== Consigne 1 ==
Dites si chacune des affirmations suivantes concorde avec le texte sur Joe Biden, en répondant par oui ou par non et en citant mot pour mot les mots décisifs : (a) l'investiture est prévue le 20 janvier ; (b) les démocrates dominent le Sénat de deux sièges ; (c) Mitch McConnell est élu du Kentucky.
== Consigne 2 ==
Réécrivez le passage du texte sur Joe Biden qui va de « Comme attendu, Trump » jusqu'à « la prochaine administration. » en remplaçant « Joe Biden » par « le candidat démocrate ».
== Consigne 3 ==
Rédigez la suite du texte sur Joe Biden à partir de sa dernière phrase.

== Texte d'étude ==
+++

Comme attendu, Trump ne veut rien lâcher, mais Joe Biden a passé une étape décisive: en attendant l’élection formelle par le collège électoral le 14 décembre et l’investiture le 20 janvier prochain, il est depuis le 7 novembre 2020 et sa victoire annoncée dans l’état-clé de Pennsylvanie, «Président – élu» et s’attache désormais à bâtir l’équipe qui constituera la prochaine administration. 

Celle-ci devra jouer serrer. L’élection de l’ancien vice-président d’Obama a été plus difficile que prévu, et ne lui a pas permis de déclencher la fameuse «vague bleue» capable de faire basculer nettement le Sénat dans le camp de la majorité présidentielle. En attendant les deux élections sénatoriales prévues en janvier prochain en Géorgie, ce sont les républicains qui dominent de deux sièges les démocrates dans la Haute Assemblée. Au mieux, celle-ci sera donc partagée à 50-50 pour des deux premières années de mandat. 

Le chef de file des sénateurs républicains, Mitch McConnell, l’inoxydable élu du Kentucky, a déjà laissé entendre qu’il n’était pas question de laisser filer les déficits budgétaires –plus de 3000 milliards de dollars déjà prévu pour cette année fiscale- et la dette fédérale –plus de 100% du PIB dès l’année prochaine- au-delà de toute mesure. Autant dire que le très attendu plan de relance et d’investissement supplémentaire devra très probablement se situer bien en deçà des 2’000 milliards de dollars espérés avant les élections.

+++

== Liste fournie ==

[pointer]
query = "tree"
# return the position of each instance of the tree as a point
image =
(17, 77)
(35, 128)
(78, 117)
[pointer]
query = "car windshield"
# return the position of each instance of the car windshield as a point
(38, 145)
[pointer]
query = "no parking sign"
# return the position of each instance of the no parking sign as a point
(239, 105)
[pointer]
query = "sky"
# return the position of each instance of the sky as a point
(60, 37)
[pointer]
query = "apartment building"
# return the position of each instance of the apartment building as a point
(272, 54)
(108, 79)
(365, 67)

+++

== Réponse 1 ==
(a) Oui : « l’investiture le 20 janvier prochain »
(b) Non : « ce sont les républicains qui dominent de deux sièges les démocrates dans la Haute Assemblée »
(c) Oui : « Mitch McConnell, l’inoxydable élu du Kentucky »

== Réponse 2 ==
Comme attendu, Trump ne veut rien lâcher, mais le candidat démocrate a passé une étape décisive: en attendant l’élection formelle par le collège électoral le 14 décembre et l’investiture le 20 janvier prochain, il est depuis le 7 novembre 2020 et sa victoire annoncée dans l’état-clé de Pennsylvanie, «Président – élu» et s’attache désormais à bâtir l’équipe qui constituera la prochaine administration.

== Réponse 3 ==
Or l’économie américaine, si elle a très fortement rebondi depuis quelques mois, n’est pas tirée d’affaire. L’emploi se redresse vite mais il manque encore près de 8 millions de créations de postes pour retrouver le niveau de janvier 2020 ; l’immobilier est dynamique mais les retards de paiement de loyers se multiplient ; le moral des consommateurs reste bon mais les prévisions d’investissement se trainent et le secteur des services reste très affecté par l’épidémie. Notre indicateur MMS Montpensier de Momentum économique, à 39, peine à accélérer.

Le momentum de l’économie américaine a remonté de 30 points depuis le mois de juin

 

Faute de soutien budgétaire franc et massif, l’économie américaine devra se tourner, une fois de plus, vers la Fed. Son président, Jerome Powell, sort grand vainqueur de cette élection. Non seulement il revient au centre du jeu compte tenu de la faible marge de manœuvre budgétaire probable de la nouvelle administration, mais sa position personnelle est renforcée: finis les tweets rageurs de Trump et la pression permanente pour ajuster la politique monétaire aux besoins du chef de l’exécutif; terminées les menaces incessantes de remplacement du président de la Fed en cours de mandat pour cause d’indiscipline à répétition! 

Le 5 novembre, deux jours après le scrutin et alors que les opérations de dépouillement se prolongeaient, la Fed n’a pas voulu annoncer des mesures supplémentaires: elle continuera ses injections de liquidités au rythme actuel de 120 milliards de dollars par mois et maintiendra ses taux à zéro jusqu’en 2023. Mais son diagnostic économique est clair: les perspectives sont assombries par la diffusion du virus.

La prochaine réunion, le 15 décembre, au lendemain du vote par le collège électoral, sera décisive et devrait signaler une amplification du soutien. Il est nécessaire: alors qu’il a progressé de près de 70% en quelques semaines entre mars et avril, le bilan de la Fed est quasi stable depuis le début de l’été. Notre indicateur MMS Montpensier de conditions monétaires montre d’ailleurs clairement que l’environnement financier est maintenant soutenu davantage par la baisse du dollar que par l’action de la Fed.

Notre momentum de conditions monétaires américain s’est stabilisé à son plus haut depuis 2013

Un plus grand équilibre des pouvoirs, un déficit fiscal mesuré et le retour en force de la politique monétaire, les promesses de la nouvelle administration américaine plaisent aux marchés et pourraient bien pousser les investisseurs à rester optimistes jusqu’en fin d’année.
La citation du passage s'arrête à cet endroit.